--- Start of SUPPLIED RECORDS ---

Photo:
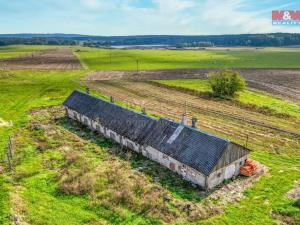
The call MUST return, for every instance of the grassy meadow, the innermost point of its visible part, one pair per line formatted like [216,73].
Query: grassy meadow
[116,59]
[256,98]
[50,149]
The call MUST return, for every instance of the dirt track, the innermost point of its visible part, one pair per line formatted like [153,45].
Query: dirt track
[50,59]
[171,103]
[283,82]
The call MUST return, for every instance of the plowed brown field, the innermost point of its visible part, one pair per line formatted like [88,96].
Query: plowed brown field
[266,132]
[283,82]
[50,59]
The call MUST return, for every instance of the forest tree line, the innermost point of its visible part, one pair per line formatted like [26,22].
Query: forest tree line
[251,40]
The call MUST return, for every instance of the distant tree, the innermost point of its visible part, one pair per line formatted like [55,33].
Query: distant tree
[226,83]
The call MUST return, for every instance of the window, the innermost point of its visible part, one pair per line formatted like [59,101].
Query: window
[130,145]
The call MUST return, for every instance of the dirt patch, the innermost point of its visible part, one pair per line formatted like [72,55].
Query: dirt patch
[233,192]
[283,82]
[19,207]
[50,59]
[295,192]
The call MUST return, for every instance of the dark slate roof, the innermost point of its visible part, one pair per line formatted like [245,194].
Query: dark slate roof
[193,147]
[125,122]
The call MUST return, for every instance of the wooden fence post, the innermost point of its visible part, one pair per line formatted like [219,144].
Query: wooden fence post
[9,154]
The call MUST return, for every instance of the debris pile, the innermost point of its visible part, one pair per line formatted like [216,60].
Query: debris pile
[249,168]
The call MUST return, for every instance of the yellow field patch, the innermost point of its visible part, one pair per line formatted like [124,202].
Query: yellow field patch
[3,123]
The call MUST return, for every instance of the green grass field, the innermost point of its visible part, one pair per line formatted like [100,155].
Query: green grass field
[256,98]
[35,178]
[15,51]
[104,59]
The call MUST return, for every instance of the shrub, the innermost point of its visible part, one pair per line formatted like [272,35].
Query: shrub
[226,83]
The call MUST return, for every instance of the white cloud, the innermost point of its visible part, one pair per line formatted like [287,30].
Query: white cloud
[228,16]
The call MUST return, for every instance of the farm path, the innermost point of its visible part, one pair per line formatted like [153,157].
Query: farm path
[212,116]
[282,82]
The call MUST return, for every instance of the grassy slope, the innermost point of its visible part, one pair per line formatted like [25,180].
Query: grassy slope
[248,97]
[19,92]
[14,51]
[99,59]
[23,90]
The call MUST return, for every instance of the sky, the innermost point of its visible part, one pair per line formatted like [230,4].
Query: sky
[143,17]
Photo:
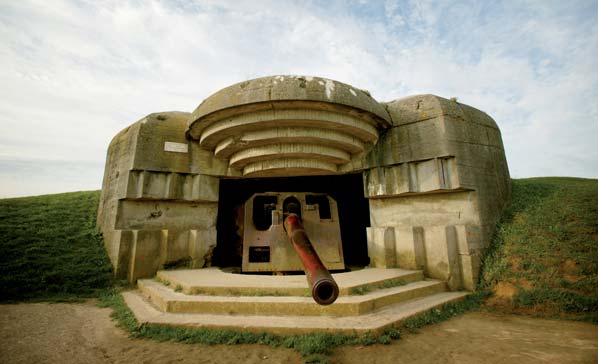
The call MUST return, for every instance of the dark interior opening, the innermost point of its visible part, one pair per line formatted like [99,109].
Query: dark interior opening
[346,190]
[323,205]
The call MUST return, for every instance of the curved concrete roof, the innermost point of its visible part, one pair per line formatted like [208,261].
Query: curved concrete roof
[310,124]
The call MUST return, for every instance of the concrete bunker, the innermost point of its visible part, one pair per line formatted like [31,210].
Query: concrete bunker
[417,183]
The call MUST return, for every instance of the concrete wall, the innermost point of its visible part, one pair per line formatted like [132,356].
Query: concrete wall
[437,183]
[159,197]
[435,173]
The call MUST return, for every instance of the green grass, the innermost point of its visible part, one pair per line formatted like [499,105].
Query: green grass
[313,347]
[544,257]
[50,250]
[545,249]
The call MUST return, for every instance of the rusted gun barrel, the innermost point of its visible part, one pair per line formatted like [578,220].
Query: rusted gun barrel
[324,289]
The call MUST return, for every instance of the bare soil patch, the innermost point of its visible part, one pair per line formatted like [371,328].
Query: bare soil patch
[84,333]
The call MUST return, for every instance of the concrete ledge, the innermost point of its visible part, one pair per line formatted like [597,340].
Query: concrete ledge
[146,313]
[216,282]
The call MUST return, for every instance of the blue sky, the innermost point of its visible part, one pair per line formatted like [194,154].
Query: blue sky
[74,73]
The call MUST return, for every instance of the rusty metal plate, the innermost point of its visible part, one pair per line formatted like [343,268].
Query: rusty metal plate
[272,242]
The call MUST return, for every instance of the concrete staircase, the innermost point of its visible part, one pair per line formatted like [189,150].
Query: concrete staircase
[370,300]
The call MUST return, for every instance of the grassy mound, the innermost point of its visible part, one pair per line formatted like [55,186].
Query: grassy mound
[50,250]
[544,257]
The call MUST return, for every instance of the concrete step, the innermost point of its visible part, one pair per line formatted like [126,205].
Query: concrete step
[168,300]
[147,313]
[214,281]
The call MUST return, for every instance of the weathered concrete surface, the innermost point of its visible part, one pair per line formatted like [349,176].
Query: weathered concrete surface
[159,197]
[434,171]
[288,125]
[436,146]
[371,299]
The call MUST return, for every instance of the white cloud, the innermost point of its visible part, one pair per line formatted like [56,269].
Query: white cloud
[75,73]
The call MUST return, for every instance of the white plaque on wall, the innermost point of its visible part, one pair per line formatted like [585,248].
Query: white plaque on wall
[176,147]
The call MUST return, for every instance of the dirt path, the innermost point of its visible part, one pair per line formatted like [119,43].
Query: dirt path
[83,333]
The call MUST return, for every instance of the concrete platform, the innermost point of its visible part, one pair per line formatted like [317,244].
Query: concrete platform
[170,301]
[215,281]
[146,313]
[371,300]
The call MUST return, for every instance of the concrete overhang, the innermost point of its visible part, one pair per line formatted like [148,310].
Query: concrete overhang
[288,125]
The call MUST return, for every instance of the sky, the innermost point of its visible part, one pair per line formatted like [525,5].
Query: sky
[75,73]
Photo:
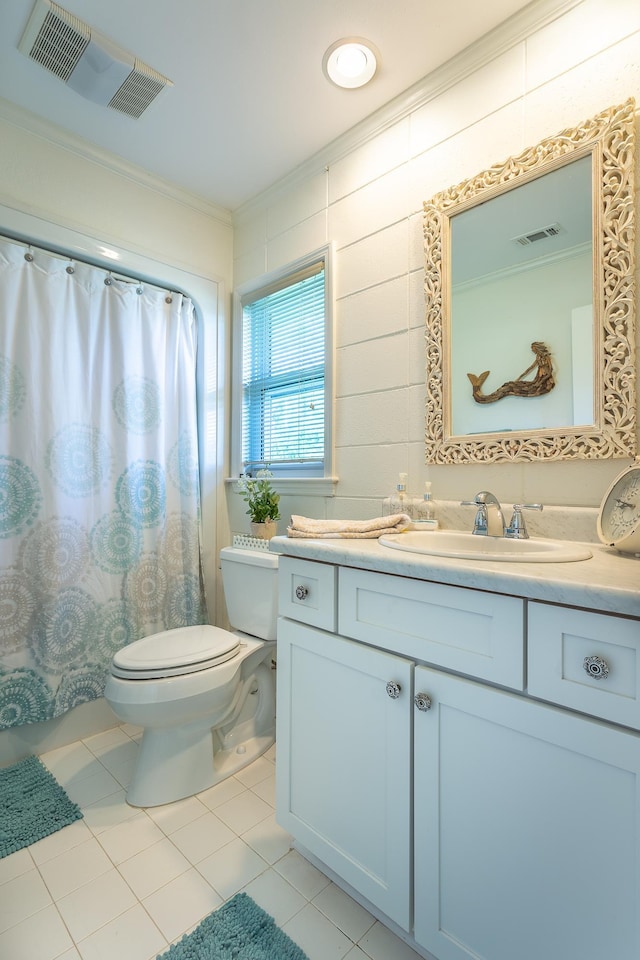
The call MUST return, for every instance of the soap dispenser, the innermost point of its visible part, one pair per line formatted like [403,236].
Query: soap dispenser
[398,502]
[426,510]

--- End of SUPPLIED RECORDS ---

**SET TASK**
The records above must be transcribed exactly. Pictures are left out of the copy.

**SOLVED PROBLEM**
Photo:
The call MUST return, for every instance of the grassy meadow, the innermost point of its visible part, one pair per line formatted like [216,73].
Query: grassy meadow
[116,59]
[256,98]
[50,149]
The call MUST return, for every instance of the dirt track, the innermost point of its visible part, one pair per line formatted like [153,45].
Query: dirt track
[50,59]
[171,103]
[283,82]
The call MUST return, for every instance of the plowed brown field, the innermost point of its visible part, one pair per line formatted like [88,96].
Query: plowed brown field
[266,132]
[283,82]
[50,59]
The call MUST return, for every instance of the forest tree line, the innermost point of its visible part, one pair per line formatted like [26,22].
Query: forest tree line
[251,40]
The call MUST return, for every instance of the distant tree, the innermost point of its visible part, one pair per line formatted like [55,33].
Query: distant tree
[226,83]
The call MUST return, for every instance of the window, the innermost point of its visible part, one pair per line formatted like [59,101].
Query: window
[130,145]
The call MUST return, for every instance of the dirt patch, the innermost point of its visible part, one pair per line formatted like [72,55].
Query: dirt patch
[233,192]
[283,82]
[19,207]
[50,59]
[295,192]
The call MUST return, for every instance of the dark slate roof, the innermost point of its visible part, one pair per line formatted like [245,194].
Query: dark slate roof
[193,147]
[125,122]
The call MUST return, for every instance of the wooden fence post, the innermost point of its visible part, one pair per line formatted like [219,144].
Query: wooden fence post
[9,154]
The call MUST return, for every instance of the debris pile, the innermost point of its visible part, one pair per line formatted like [216,60].
Query: debris pile
[249,168]
The call MUST return, for every instance of the yellow field patch, the innermost point of its visible part, one pair per line formatted like [124,202].
Query: yellow field patch
[3,123]
The call MUST return, for every instance of the green grass field, the innermost point of its visible part, one pair per line formatted like [100,155].
Query: green grass field
[256,98]
[35,178]
[15,51]
[104,59]
The call MUST return, for every instance of the shrub, the innermost point of its visible part, one pair per line formatted like [272,35].
Query: shrub
[226,83]
The call MUST return, for every instance of the white cloud, the innermost point of its visible part, one pair per line formatted like [287,30].
Query: white cloud
[228,16]
The call MUST return, for every instance of the farm path, the innermost point of its visible part, one pair per line formatted like [153,157].
Query: farm path
[212,116]
[282,82]
The call MUST return, for every instance of the grassy slope, the innermost point of its visible part, one pair per line formatted like [25,180].
Query: grassy slope
[248,97]
[19,92]
[14,51]
[99,59]
[23,90]
The call MUST return, for every instance of the sky, the innermost point of its visible part, one pair per line formatted like [230,4].
Query: sky
[143,17]
Photo:
The call MUST return, for every instance of the dark interior opening, the innermost point of its visible part, one pair per line formatted like [99,109].
Query: dark interior opening
[346,190]
[323,205]
The call MUST return, for every instance of the curved concrete roof, the innermost point of its visible part, one pair per line formatted like [208,261].
Query: curved concrete roof
[310,124]
The call MUST return, for every instance of the concrete bunker, the innermost point of its visible part, one pair per line formatted like [31,210].
Query: concrete bunker
[417,183]
The call MUST return, for every instance of the concrete wall, the innermost point of its visible part, one pair per line formatted like [132,356].
Query: concrete wall
[437,183]
[159,197]
[435,173]
The call MUST return, for every instance of the green grass, the innermost point of its visible part, one pair per line formatted like [499,105].
Query: green grass
[313,347]
[544,257]
[50,250]
[545,249]
The call MUST return, for every instance of the rusted gun barrel, the innermost point of its visible part, one pair per line formatted like [578,220].
Query: rusted gun barrel
[324,289]
The call MUST return, for every instance of the bare soil patch, the innermost point of its visible part, one pair per line formatted like [371,328].
Query: bare soil patch
[84,333]
The call MUST return, for every instance of the concrete ledge, the innermost point of its visible part, one pair per line formatted like [597,340].
Query: concrete ledge
[146,313]
[216,282]
The call MUST return, for every instance of the blue sky, the innermost point of its visible part, one pair per line formatted like [194,154].
Query: blue sky
[74,73]
The call MUST return, for every instance of the rusty metal plate, the innermost point of its visible part, one pair per line formatted like [343,268].
Query: rusty metal plate
[272,242]
The call MUST return, for every instance of the concrete staircase, the innermost point of its visible part, one pair per line formatted like [189,150].
Query: concrete staircase
[370,300]
The call MUST return, for every instance of the grassy mound, the innermost point of its visible part, one pair per line formatted like [55,186].
Query: grassy mound
[50,250]
[544,257]
The call MUST return, for every instance of the concrete step, the innermost point of its visible part, one pair per line formatted like [126,205].
Query: concrete step
[168,300]
[147,313]
[214,281]
The call MUST return, for every instance of the weathered concrete surface, the innermost point of its visible part, one pair per line formatted like [349,176].
Query: weathered concrete surface
[159,197]
[434,171]
[288,125]
[436,146]
[371,299]
The call MUST return, for every instance of the white cloud, the innermost point of its visible part, one pair per line formatted like [56,269].
Query: white cloud
[75,73]
The call MUST return, for every instance of the white plaque on wall, the innermost point of its visible part, one pair per line formatted like [585,248].
Query: white plaque on wall
[176,147]
The call MUST return, for every instance of the dirt path, the innermost point of its visible part, one pair per line formatted like [119,43].
Query: dirt path
[83,333]
The call MUST return, for every instance of the concrete platform, the innermost point of its visible part, one pair per line formatted like [317,244].
Query: concrete platform
[170,301]
[215,281]
[146,313]
[371,300]
The call MUST return, for every instance of the concrete overhang, the innermost point of its visible part, one pair per line formatted like [148,310].
Query: concrete overhang
[288,125]
The call MUST return, for every instance of the sky, the innermost point of its visible part, one pair per line formatted like [525,5].
Query: sky
[75,73]
Photo:
The call MUST return, for every instance of the soap dispenser, the innermost point of its visible part, one pair per line formatted like [403,236].
Query: soap dispenser
[398,502]
[426,510]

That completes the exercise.